# Hardcore ducks



## moyak (Aug 12, 2005)

Can somebody help me to find a store where they sell HC ducks full bodies . I'll be coming from Quebec towards Manitoba and passing thru DULUTH , and East Grand forks .
Thanks a lot :wink:


----------



## slough (Oct 12, 2003)

Cabelas in East Grand Forks does not have them, nor do any cabelas I think.


----------



## quackattack (Sep 27, 2003)

Cabelas doesn't have them in store but they could possibly order them?? :huh: I know they carry the Hardcore Fullbody Canadian Goose dekes. PM Matt Jones, he'll be able to answer it.


----------



## OTDRSMN (May 17, 2005)

I ordreed mine from Bass Pro. They had the best price I could find. Hav'nt got them yet so I cant tell ya how they look :-?


----------



## Duck Gunner (Aug 30, 2005)

Hey Moyak...

On your way through hit the BASS PRO SHOPS in Toronto...
Great store, and big selection.
Though if youo're smart, call ahead and see if they have them or can get them in for you to scoop on the way through...

Good Hunting...

DG. 8)


----------



## jbaincfl (Feb 5, 2003)

I picked up a dozen from EGF 3 weeks ago. They look unbelievable. Well worth the money. I bet they can't keep them in stock.


----------



## quackattack (Sep 27, 2003)

I didn't think that Cabelas had them in store. I know they had the Avery Fullbodies that they are out of right now. Is that what you are talking about Jbaincfl?


----------



## jbaincfl (Feb 5, 2003)

Yes you are correct. I got the Avery Full Bodies.


----------



## Goosehunter04 (Nov 12, 2003)

Sportsman's Warehouse in fargo has them in stock.


----------



## deafishunt (Feb 5, 2005)

I found hardcore fullbody duck at Scheels in Bismarck. You should check Scheels in Fargo..


----------

········

### Required actions
**a.** According to the Hardcore ducks thread, which store in Fargo has them in stock?
**b.** Summarize the Hardcore ducks thread in two sentences.
Use only the Hardcore ducks thread to respond.

### Source data
········

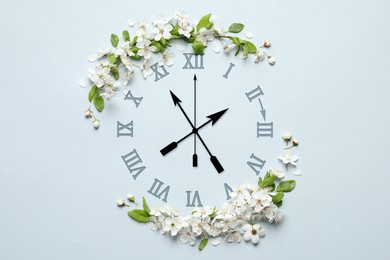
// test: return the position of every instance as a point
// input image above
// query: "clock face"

········

### Solved problems
**a.** Sportsman's Warehouse.

**b.** A poster traveling from Quebec toward Manitoba through Duluth and East Grand Forks asked where to buy Hardcore full-body ducks. Replies said Cabela's doesn't carry them in store but could possibly order them, while others pointed to Bass Pro Shops, Sportsman's Warehouse in Fargo, and Scheels in Bismarck and Fargo.